# Aim of the task:
Nothing before the line containing "Target: skin" belongs in the answer; quote that line and all lines after it through the end of the material, word for word.
%%
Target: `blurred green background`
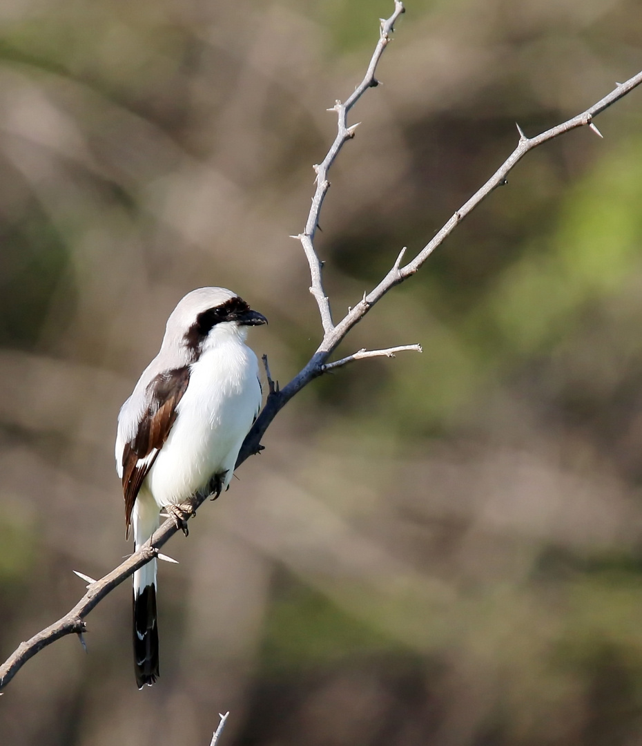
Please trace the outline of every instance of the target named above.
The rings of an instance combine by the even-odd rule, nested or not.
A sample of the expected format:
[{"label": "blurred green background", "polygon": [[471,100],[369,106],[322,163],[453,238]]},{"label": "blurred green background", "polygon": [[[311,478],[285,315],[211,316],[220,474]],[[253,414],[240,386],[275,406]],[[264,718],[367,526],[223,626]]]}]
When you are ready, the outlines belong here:
[{"label": "blurred green background", "polygon": [[[388,0],[0,4],[0,648],[128,551],[119,407],[178,299],[233,288],[289,380],[326,112]],[[642,68],[634,0],[409,0],[318,234],[335,316],[517,142]],[[530,154],[339,354],[160,571],[0,699],[7,746],[642,742],[642,93]]]}]

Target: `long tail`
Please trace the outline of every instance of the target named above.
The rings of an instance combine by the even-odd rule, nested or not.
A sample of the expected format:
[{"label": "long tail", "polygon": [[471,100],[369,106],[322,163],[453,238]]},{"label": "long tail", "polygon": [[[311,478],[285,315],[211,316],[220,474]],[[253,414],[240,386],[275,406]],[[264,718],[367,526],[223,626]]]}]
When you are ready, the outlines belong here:
[{"label": "long tail", "polygon": [[[132,515],[136,549],[158,528],[158,513],[151,495],[139,492]],[[144,684],[151,686],[159,675],[156,616],[156,560],[152,560],[133,574],[133,667],[139,689]]]}]

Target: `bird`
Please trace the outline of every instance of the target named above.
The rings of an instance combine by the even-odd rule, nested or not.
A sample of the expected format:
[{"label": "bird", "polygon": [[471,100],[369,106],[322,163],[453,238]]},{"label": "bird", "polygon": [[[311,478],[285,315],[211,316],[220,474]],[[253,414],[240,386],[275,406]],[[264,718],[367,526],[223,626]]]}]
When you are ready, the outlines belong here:
[{"label": "bird", "polygon": [[[258,361],[245,339],[250,327],[267,323],[224,287],[192,290],[170,314],[158,354],[118,416],[116,471],[134,551],[158,528],[161,510],[182,521],[186,533],[190,500],[218,497],[229,486],[262,403]],[[154,559],[133,574],[139,689],[159,676],[156,565]]]}]

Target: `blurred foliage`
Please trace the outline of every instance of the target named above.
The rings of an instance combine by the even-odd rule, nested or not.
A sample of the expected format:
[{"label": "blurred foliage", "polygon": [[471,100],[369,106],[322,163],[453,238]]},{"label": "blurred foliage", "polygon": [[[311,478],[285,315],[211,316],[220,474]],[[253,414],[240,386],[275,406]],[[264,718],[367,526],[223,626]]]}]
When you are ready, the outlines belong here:
[{"label": "blurred foliage", "polygon": [[[517,141],[641,67],[632,0],[417,0],[333,167],[336,318]],[[270,319],[281,383],[319,322],[298,244],[326,109],[392,3],[0,7],[0,646],[127,551],[116,417],[188,290]],[[160,568],[159,684],[129,589],[0,700],[10,746],[631,746],[642,738],[642,104],[548,143],[302,392]]]}]

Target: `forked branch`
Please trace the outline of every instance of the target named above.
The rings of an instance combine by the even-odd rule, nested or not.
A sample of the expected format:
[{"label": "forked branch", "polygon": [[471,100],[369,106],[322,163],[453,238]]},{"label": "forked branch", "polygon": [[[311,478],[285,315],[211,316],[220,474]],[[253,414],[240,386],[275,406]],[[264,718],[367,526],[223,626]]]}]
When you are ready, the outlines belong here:
[{"label": "forked branch", "polygon": [[[347,113],[368,88],[377,86],[377,81],[375,78],[377,66],[384,49],[390,42],[394,22],[403,13],[403,5],[400,0],[394,0],[394,13],[388,19],[381,22],[379,40],[371,57],[368,71],[363,80],[345,103],[342,104],[340,101],[337,101],[330,110],[337,113],[337,134],[325,158],[318,166],[315,167],[317,179],[312,207],[303,232],[295,236],[300,240],[309,265],[310,292],[318,306],[324,330],[323,338],[306,366],[283,389],[280,389],[278,385],[272,380],[267,364],[267,358],[264,358],[269,392],[265,407],[245,438],[239,454],[237,467],[249,456],[257,454],[262,449],[262,446],[260,445],[261,439],[272,420],[298,392],[315,378],[324,373],[347,365],[349,363],[364,358],[382,356],[393,357],[394,353],[406,350],[421,351],[421,348],[418,345],[402,345],[382,350],[367,351],[362,349],[342,360],[333,363],[328,362],[330,356],[355,325],[363,319],[372,307],[381,300],[388,290],[412,277],[462,220],[469,215],[494,189],[506,183],[509,172],[514,168],[526,153],[544,142],[578,127],[588,126],[594,132],[600,134],[593,122],[593,119],[642,83],[642,72],[641,72],[625,83],[617,84],[613,91],[585,111],[535,137],[526,137],[518,127],[519,142],[517,147],[483,186],[478,189],[465,204],[453,214],[434,237],[406,264],[403,263],[406,251],[405,248],[403,249],[385,277],[370,292],[364,293],[363,297],[356,305],[350,309],[344,318],[335,325],[332,320],[330,301],[323,286],[323,264],[319,260],[314,248],[314,239],[318,225],[319,214],[324,199],[330,188],[330,182],[327,181],[328,170],[344,143],[354,135],[356,125],[353,125],[350,127],[347,125]],[[205,499],[203,496],[196,498],[196,507]],[[92,578],[80,574],[81,577],[85,577],[88,582],[91,581],[88,586],[87,592],[68,614],[35,635],[28,642],[21,643],[8,660],[2,666],[0,666],[0,689],[7,685],[27,660],[46,645],[72,633],[81,635],[85,631],[84,618],[92,609],[117,585],[130,577],[135,570],[146,564],[154,557],[160,557],[158,549],[176,531],[177,528],[173,520],[168,519],[154,534],[150,541],[115,570],[105,575],[104,577],[93,582]],[[222,727],[223,722],[221,721],[219,729]]]}]

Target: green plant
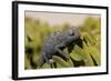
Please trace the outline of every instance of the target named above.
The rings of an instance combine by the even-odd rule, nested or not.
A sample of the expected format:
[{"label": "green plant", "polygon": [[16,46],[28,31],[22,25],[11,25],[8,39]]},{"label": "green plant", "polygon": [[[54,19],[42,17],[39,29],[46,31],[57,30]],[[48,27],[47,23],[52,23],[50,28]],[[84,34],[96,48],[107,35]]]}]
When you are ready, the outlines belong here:
[{"label": "green plant", "polygon": [[[74,44],[72,50],[65,48],[63,51],[70,54],[70,59],[64,61],[62,58],[53,55],[54,64],[44,64],[42,69],[50,68],[77,68],[77,67],[98,67],[101,64],[101,26],[100,19],[88,18],[81,26],[80,39],[82,48]],[[70,24],[50,27],[47,22],[26,18],[26,39],[24,39],[24,69],[38,69],[38,59],[42,50],[46,36],[65,30]]]}]

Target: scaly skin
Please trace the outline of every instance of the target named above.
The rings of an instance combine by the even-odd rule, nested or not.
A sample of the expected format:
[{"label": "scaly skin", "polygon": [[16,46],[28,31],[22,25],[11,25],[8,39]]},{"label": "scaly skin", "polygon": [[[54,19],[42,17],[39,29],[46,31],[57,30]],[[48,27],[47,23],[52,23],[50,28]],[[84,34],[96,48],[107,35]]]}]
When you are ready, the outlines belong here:
[{"label": "scaly skin", "polygon": [[40,68],[47,62],[49,64],[53,63],[52,57],[58,53],[63,55],[65,59],[69,59],[69,54],[63,52],[64,48],[71,45],[74,41],[80,38],[80,32],[78,28],[70,28],[69,30],[54,32],[48,36],[44,40],[43,50],[41,58],[38,61]]}]

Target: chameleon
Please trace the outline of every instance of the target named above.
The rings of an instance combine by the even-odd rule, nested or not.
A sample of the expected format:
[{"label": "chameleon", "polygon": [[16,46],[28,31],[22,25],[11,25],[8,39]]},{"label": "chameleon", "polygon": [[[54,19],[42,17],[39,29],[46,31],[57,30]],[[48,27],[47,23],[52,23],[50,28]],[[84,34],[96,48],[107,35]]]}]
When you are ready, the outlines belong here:
[{"label": "chameleon", "polygon": [[52,64],[54,61],[52,57],[59,54],[65,59],[70,58],[69,53],[63,52],[64,48],[72,45],[73,42],[80,39],[80,31],[78,28],[72,27],[64,31],[57,31],[44,39],[44,44],[38,63],[41,68],[44,63]]}]

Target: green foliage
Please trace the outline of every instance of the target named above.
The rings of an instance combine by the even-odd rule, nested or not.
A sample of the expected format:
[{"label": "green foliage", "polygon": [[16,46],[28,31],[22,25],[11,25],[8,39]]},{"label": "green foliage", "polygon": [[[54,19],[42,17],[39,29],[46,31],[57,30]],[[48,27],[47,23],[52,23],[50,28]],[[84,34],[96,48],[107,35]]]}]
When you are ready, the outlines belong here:
[{"label": "green foliage", "polygon": [[[72,68],[72,67],[98,67],[101,64],[101,26],[100,19],[88,18],[84,24],[80,27],[80,39],[82,40],[82,48],[74,44],[71,52],[64,49],[64,52],[70,54],[70,59],[64,61],[61,57],[53,55],[57,68]],[[63,31],[70,28],[69,23],[63,26],[51,27],[47,22],[32,20],[26,18],[26,36],[24,36],[24,69],[38,69],[37,61],[40,59],[43,41],[46,36]],[[44,63],[41,69],[54,68]]]}]

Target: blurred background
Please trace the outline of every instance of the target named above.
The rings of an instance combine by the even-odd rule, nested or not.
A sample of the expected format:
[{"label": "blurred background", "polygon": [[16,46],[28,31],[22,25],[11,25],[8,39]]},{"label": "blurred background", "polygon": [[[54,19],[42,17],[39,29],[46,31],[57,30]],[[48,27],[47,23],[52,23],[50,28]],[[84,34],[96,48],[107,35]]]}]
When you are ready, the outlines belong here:
[{"label": "blurred background", "polygon": [[[69,52],[71,57],[67,62],[54,55],[57,68],[101,64],[101,17],[99,14],[26,11],[24,23],[26,70],[38,69],[37,61],[40,59],[46,37],[71,27],[80,29],[83,48],[73,45],[71,52],[65,48],[63,51]],[[51,69],[51,67],[46,63],[42,69]]]}]

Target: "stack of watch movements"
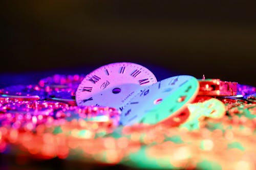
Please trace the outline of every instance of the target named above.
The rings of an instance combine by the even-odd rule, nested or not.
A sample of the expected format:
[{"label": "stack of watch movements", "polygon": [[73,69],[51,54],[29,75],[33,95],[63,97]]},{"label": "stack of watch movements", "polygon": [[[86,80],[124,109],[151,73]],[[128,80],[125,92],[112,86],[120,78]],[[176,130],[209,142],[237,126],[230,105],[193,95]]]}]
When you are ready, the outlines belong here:
[{"label": "stack of watch movements", "polygon": [[120,62],[0,94],[4,154],[144,169],[256,167],[254,87],[187,75],[157,81]]}]

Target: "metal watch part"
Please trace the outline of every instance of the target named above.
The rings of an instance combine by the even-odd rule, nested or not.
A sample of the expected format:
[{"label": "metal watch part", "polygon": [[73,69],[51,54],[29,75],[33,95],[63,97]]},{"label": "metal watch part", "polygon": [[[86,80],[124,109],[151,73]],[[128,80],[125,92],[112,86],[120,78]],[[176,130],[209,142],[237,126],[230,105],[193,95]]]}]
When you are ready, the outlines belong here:
[{"label": "metal watch part", "polygon": [[211,96],[234,96],[237,95],[237,82],[221,81],[220,79],[200,79],[198,95]]},{"label": "metal watch part", "polygon": [[187,110],[186,104],[193,102],[199,88],[197,80],[190,76],[171,77],[147,86],[125,106],[120,124],[124,126],[136,123],[171,124],[173,118],[188,112],[185,112]]},{"label": "metal watch part", "polygon": [[109,106],[122,110],[120,106],[141,86],[157,82],[154,74],[140,65],[114,63],[103,65],[87,75],[76,92],[78,106]]}]

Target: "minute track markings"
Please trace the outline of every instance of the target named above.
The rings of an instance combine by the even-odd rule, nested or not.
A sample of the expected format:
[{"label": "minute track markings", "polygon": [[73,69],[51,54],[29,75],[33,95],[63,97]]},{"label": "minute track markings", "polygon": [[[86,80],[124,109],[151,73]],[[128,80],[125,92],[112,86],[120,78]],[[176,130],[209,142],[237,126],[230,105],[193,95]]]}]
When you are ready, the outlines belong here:
[{"label": "minute track markings", "polygon": [[80,89],[82,91],[88,91],[88,92],[92,92],[92,90],[93,89],[93,88],[92,87],[83,87],[82,89]]},{"label": "minute track markings", "polygon": [[123,72],[124,72],[124,69],[125,69],[125,67],[121,67],[121,68],[120,69],[119,74],[123,74]]},{"label": "minute track markings", "polygon": [[98,77],[98,76],[96,75],[94,75],[93,77],[90,78],[89,80],[89,81],[91,81],[91,82],[95,84],[97,83],[99,80],[101,79],[100,78]]},{"label": "minute track markings", "polygon": [[[157,82],[154,74],[146,68],[129,62],[103,65],[91,71],[86,78],[76,93],[76,102],[78,106],[97,104],[117,108],[119,110],[123,109],[121,107],[130,104],[129,100],[123,100],[124,98],[133,91],[140,90],[141,84],[143,86]],[[146,78],[148,79],[144,80]],[[103,88],[106,87],[105,84],[108,85]],[[120,89],[121,92],[118,92]],[[142,95],[146,95],[147,92]],[[130,96],[131,98],[132,95]],[[135,103],[134,105],[139,104]]]},{"label": "minute track markings", "polygon": [[148,79],[145,79],[140,80],[139,80],[139,82],[140,83],[140,85],[142,85],[142,84],[146,84],[146,83],[148,83],[150,82],[149,81],[146,81],[148,80]]},{"label": "minute track markings", "polygon": [[141,72],[141,71],[136,69],[134,71],[132,72],[132,74],[131,74],[131,76],[135,78],[135,77],[136,77],[137,76],[138,76]]}]

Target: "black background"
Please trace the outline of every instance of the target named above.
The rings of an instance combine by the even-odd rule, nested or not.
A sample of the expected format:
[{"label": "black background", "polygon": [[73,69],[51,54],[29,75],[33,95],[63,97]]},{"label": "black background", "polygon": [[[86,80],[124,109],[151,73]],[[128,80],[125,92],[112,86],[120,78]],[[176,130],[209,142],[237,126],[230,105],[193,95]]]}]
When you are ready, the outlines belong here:
[{"label": "black background", "polygon": [[254,2],[2,2],[0,72],[41,78],[131,62],[255,86]]},{"label": "black background", "polygon": [[[197,78],[204,74],[256,86],[255,5],[254,1],[3,1],[0,86],[34,83],[54,74],[86,74],[116,62],[145,66],[158,80],[172,74]],[[1,157],[8,169],[12,159]],[[57,164],[69,169],[59,161],[30,163],[29,169],[51,169]]]}]

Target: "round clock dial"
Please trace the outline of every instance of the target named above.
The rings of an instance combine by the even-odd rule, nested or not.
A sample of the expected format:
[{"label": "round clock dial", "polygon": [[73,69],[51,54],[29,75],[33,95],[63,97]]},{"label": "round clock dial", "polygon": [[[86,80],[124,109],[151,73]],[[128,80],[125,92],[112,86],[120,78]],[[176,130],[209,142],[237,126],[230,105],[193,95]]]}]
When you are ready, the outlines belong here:
[{"label": "round clock dial", "polygon": [[86,76],[76,92],[78,106],[119,108],[142,86],[157,82],[146,68],[133,63],[103,65]]},{"label": "round clock dial", "polygon": [[197,79],[190,76],[171,77],[146,87],[125,106],[121,124],[163,122],[184,110],[185,104],[196,98],[199,88]]}]

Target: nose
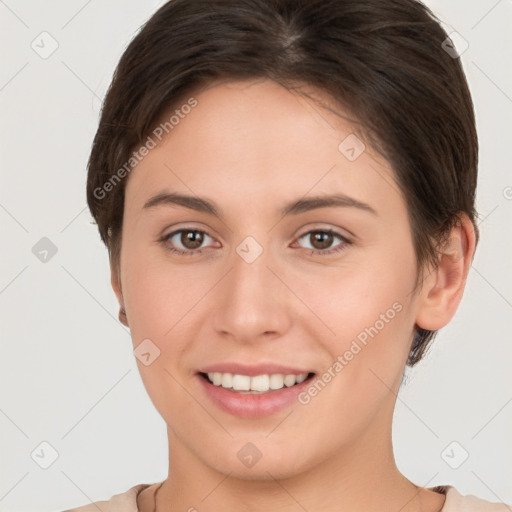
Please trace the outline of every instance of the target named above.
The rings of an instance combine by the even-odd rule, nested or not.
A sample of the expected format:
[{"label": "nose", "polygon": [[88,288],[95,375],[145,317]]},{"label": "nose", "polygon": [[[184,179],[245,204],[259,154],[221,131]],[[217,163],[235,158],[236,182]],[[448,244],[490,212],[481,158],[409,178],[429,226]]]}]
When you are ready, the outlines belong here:
[{"label": "nose", "polygon": [[[242,256],[240,256],[242,254]],[[279,338],[291,325],[289,289],[277,265],[264,250],[254,261],[235,252],[232,267],[218,285],[214,328],[239,343]]]}]

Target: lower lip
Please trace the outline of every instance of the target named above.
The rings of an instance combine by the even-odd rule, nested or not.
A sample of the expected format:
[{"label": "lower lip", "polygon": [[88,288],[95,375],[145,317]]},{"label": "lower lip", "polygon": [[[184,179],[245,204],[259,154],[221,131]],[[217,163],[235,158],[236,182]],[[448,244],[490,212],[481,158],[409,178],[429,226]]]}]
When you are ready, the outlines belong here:
[{"label": "lower lip", "polygon": [[206,395],[223,411],[242,418],[263,418],[270,416],[297,401],[297,395],[304,391],[314,376],[289,388],[275,389],[266,393],[244,394],[215,386],[201,375],[197,375]]}]

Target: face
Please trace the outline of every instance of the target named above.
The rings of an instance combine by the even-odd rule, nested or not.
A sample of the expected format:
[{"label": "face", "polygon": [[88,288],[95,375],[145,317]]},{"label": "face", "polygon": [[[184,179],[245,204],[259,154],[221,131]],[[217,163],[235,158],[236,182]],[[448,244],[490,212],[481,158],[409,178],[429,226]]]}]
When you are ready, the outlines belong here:
[{"label": "face", "polygon": [[311,99],[271,81],[194,98],[129,176],[115,289],[171,450],[292,476],[389,434],[419,308],[406,204]]}]

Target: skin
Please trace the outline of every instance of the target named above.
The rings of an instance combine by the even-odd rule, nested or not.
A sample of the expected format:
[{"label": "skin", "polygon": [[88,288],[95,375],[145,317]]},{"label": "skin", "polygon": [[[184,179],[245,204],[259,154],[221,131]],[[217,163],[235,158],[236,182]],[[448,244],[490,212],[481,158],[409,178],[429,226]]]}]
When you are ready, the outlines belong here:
%%
# Full answer:
Target: skin
Please trace the outline of every instance of the target named above.
The rings of an instance combine by the even-odd rule, nested or not.
A sample of the expected format:
[{"label": "skin", "polygon": [[88,288],[95,375],[145,317]]},{"label": "skin", "polygon": [[[184,179],[245,204],[259,154],[221,131]],[[217,163],[235,158],[236,182]],[[448,244],[490,212],[481,158],[409,178],[429,226]]]}]
When you are ready, the outlines belong here:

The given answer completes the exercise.